The compelling life story of Armenian ceramicist David Ohannessian, whose work changed the face of Jerusalem—and a granddaughter's search for his legacy.
Along the cobbled streets and golden walls of Jerusalem, brilliantly glazed tiles catch the light and beckon the eye. These colorful wares—known as Armenian ceramics—are iconic features of the Holy City. Silently, these works of ceramic art—art that also graces homes and museums around the world—represent a riveting story of resilience and survival: In the final years of the Ottoman Empire, as hundreds of thousands of Armenians were forcibly marched to their deaths, one man carried the secrets of this age-old art with him into exile toward the Syrian desert.
Feast of Ashes tells the story of David Ohannessian, the renowned ceramicist who in 1919 founded the art of Armenian pottery in Jerusalem, where his work and that of his followers is now celebrated as a local treasure. Ohannessian's life encompassed some of the most tumultuous upheavals of the modern Middle East. Born in an isolated Anatolian mountain village, he witnessed the rise of violent nationalism in the waning years of the Ottoman Empire, endured arrest and deportation in the Armenian Genocide, founded a new ceramics tradition in Jerusalem under the British Mandate, and spent his final years, uprooted, in Cairo and Beirut.
Ohannessian's life story is revealed by his granddaughter Sato Moughalian, weaving together family narratives with newly unearthed archival findings. Witnessing her personal quest for the man she never met, we come to understand a universal story of migration, survival, and hope.
About the author
Sato Moughalian is an award-winning flutist in New York City and Artistic Director of Perspectives Ensemble, founded in 1993 to explore and contextualize works of composers and visual artists. Since 2007, Ms. Moughalian has also traveled to Turkey, England, Israel, Palestine, and France to uncover the traces of her grandfather's life and work, has published articles, and gives talks on the genesis of Jerusalem's Armenian ceramic art.
"Feast of Ashes is a passionate journey of discovery, an exemplary work of craft and design history, and a powerful narrative of the meaning of family identity. An extraordinary book—I loved it."

*Data section:*

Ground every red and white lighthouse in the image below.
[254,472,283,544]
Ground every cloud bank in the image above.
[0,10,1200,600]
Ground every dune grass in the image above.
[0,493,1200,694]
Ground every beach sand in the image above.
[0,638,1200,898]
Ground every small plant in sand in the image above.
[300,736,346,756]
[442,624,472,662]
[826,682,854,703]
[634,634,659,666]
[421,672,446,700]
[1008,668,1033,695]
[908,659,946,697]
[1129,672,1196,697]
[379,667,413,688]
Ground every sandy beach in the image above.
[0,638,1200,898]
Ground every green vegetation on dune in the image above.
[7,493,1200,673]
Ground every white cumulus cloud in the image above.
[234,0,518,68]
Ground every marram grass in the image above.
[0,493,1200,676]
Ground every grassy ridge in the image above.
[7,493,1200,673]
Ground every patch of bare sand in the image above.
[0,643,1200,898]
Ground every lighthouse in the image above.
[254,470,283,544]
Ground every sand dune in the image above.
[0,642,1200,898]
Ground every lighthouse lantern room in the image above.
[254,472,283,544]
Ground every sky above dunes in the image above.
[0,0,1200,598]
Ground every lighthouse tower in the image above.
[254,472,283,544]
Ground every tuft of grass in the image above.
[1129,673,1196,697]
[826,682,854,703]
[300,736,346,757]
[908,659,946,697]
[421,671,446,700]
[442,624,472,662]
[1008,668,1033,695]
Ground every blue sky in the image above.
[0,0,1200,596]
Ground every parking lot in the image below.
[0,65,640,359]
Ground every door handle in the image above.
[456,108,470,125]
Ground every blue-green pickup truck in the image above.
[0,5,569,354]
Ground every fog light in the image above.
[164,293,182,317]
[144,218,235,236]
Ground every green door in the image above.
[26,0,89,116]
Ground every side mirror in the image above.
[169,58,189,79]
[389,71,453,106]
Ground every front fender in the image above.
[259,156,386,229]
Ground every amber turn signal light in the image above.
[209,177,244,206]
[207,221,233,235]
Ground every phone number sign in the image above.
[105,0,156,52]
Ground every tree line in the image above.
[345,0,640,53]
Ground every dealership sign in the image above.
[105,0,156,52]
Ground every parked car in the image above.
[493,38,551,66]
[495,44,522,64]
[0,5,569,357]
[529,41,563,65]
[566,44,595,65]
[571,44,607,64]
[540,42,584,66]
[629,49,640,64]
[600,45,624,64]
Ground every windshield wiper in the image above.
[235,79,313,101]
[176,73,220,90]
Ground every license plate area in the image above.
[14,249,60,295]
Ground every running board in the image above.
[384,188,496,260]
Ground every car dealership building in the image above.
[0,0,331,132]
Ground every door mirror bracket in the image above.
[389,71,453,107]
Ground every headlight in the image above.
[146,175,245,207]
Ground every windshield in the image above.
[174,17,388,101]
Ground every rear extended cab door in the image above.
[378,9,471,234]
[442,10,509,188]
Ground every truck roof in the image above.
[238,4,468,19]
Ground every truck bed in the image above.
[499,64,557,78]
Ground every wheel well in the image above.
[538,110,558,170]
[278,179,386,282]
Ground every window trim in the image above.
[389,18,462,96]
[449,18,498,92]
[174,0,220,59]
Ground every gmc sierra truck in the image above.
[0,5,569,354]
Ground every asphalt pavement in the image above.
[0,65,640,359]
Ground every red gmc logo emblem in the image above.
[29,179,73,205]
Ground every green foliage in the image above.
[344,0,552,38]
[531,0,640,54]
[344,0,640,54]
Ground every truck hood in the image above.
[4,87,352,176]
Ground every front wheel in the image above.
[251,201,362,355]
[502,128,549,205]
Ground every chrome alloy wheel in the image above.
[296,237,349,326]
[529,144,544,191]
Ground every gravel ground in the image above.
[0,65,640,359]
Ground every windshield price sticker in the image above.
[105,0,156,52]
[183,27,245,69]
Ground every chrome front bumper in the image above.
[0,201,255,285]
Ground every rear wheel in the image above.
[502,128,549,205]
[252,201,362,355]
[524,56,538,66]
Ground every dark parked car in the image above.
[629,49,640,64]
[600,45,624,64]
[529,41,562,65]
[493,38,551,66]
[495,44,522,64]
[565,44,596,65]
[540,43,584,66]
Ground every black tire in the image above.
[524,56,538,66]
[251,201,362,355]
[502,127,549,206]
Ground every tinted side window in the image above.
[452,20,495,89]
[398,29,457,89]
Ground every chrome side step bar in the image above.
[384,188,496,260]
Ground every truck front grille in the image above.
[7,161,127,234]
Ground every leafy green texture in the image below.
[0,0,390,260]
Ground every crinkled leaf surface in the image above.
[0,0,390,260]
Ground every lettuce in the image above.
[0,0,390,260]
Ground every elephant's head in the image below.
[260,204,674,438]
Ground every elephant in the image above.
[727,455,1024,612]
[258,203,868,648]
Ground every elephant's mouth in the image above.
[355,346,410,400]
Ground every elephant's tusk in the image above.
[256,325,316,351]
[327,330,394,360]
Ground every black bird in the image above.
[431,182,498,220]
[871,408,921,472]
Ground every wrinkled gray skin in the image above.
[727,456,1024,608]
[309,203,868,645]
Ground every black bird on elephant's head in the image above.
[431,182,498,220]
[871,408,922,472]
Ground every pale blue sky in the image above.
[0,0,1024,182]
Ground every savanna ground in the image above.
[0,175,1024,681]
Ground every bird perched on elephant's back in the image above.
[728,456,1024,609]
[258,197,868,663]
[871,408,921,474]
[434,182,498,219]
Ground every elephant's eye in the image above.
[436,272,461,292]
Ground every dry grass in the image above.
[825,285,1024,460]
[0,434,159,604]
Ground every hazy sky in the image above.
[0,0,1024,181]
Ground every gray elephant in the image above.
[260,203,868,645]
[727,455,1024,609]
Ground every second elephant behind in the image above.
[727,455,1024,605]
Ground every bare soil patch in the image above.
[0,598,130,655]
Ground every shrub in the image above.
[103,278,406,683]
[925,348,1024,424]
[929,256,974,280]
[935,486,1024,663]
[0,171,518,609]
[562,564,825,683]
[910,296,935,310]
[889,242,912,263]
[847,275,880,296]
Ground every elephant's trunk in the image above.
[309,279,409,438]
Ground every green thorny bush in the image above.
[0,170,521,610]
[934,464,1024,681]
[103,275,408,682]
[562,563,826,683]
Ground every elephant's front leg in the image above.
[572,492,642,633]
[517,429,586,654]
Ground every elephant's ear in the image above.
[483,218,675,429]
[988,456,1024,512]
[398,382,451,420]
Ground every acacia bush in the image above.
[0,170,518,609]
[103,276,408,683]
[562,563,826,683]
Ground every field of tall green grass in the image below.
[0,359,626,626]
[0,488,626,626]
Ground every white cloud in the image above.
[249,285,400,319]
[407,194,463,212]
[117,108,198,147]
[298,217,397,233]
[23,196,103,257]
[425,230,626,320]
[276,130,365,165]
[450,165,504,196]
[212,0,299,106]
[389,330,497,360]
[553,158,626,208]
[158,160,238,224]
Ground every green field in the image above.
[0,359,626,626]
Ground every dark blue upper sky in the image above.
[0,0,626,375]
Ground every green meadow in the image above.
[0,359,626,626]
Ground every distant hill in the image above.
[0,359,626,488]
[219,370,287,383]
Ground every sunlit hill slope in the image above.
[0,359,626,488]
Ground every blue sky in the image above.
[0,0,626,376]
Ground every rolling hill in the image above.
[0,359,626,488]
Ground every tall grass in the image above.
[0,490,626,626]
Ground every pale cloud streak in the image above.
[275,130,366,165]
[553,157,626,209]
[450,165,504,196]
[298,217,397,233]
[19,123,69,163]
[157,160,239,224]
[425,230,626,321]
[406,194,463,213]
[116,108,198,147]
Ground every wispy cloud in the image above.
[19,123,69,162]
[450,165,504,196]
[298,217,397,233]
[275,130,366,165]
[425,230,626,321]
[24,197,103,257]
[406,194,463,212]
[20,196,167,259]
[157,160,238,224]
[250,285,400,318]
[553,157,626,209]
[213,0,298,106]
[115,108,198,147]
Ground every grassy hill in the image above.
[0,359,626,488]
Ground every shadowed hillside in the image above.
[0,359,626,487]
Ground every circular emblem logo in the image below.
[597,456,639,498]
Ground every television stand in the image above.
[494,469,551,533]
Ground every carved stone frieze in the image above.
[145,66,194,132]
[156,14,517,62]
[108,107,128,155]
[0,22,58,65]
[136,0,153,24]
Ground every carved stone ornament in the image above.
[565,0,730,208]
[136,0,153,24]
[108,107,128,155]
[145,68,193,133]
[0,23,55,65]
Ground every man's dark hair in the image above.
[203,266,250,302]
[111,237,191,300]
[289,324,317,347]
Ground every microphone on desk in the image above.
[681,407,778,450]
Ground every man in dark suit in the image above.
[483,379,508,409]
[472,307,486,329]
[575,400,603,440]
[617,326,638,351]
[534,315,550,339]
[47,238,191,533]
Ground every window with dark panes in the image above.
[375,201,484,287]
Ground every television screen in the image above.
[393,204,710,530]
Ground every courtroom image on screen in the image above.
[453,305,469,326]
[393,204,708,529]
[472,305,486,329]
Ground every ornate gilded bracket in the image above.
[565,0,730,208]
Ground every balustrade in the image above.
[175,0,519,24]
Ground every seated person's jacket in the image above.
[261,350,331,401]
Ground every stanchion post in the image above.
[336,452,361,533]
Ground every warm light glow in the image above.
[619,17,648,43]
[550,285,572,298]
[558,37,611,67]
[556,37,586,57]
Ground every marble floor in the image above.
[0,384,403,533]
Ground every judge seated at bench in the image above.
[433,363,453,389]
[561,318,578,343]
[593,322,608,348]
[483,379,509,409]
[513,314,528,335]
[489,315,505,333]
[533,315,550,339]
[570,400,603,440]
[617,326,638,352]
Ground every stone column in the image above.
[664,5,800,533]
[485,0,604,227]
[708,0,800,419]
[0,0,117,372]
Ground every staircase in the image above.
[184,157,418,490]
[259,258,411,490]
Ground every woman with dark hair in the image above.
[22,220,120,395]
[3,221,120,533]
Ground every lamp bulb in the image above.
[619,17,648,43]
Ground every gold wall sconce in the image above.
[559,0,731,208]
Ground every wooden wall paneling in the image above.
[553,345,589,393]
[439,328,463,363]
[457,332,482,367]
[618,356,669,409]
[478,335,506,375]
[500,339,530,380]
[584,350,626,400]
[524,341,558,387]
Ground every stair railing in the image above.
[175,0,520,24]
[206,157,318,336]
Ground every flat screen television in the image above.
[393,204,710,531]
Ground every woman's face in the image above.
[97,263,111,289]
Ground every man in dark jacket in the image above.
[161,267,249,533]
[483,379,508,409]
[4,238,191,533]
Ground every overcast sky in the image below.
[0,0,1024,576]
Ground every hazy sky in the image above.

*Problem A:* Extract the part of the Feast of Ashes description that runs from "About the author" to "Armenian ceramic art.".
*Problem B:* Write what comes next in the Feast of Ashes description, starting after its last sentence.

*Task output A:*
About the author
Sato Moughalian is an award-winning flutist in New York City and Artistic Director of Perspectives Ensemble, founded in 1993 to explore and contextualize works of composers and visual artists. Since 2007, Ms. Moughalian has also traveled to Turkey, England, Israel, Palestine, and France to uncover the traces of her grandfather's life and work, has published articles, and gives talks on the genesis of Jerusalem's Armenian ceramic art.

*Task output B:*
—Edmund de Waal, author of The Hare with Amber Eyes and The White Road
"Feast of Ashes is a lovingly crafted account of family, loss, and home. Chronicling the last century's unresolved tragedies and injustices on a most personal level, Sato Moughalian forces us to acknowledge what these events have truly cost us all—a necessary insistence, if we ever hope to be free of the grievous mistakes we too oft repeat."
—Alia Malek, author of The Home That Was Our Country: A Memoir of Syria
"Feast of Ashes is an exceptional story of Armenian artisanship and one of its luminaries, David Ohannessian. As told by his granddaughter, Sato Moughalian, the tumultuous events at the end of the Ottoman Empire and the lasting legacy of Armenian ceramics unfold through her family history."
—Dickran Kouymjian, author of The Arts of Armenia
"A hundred years after David Ohannessian brought the art of Armenian ceramics to Jerusalem, his creations still glint from the walls of buildings and in cabinets there—and still testify to his singular talents, his mastery of a time-honored tradition, and his admirably stubborn belief in the possibility that beauty might emerge even out of terrible suffering. With love, care, and an attention to detail as exacting as his own, Sato Moughalian offers a moving tribute to her grandfather and his radiant handiwork."
—Adina Hoffman, author of Till We Have Built Jerusalem: Architects of a New City
"Sato Moughalian embarks on a sweeping journey from the Armenian Genocide to the present day to tell the story of how her grandfather became a master ceramist. Feast of Ashes is a compelling, brilliant work, revealing how one survivor of that infamous crime honored Armenian culture and created glorious art."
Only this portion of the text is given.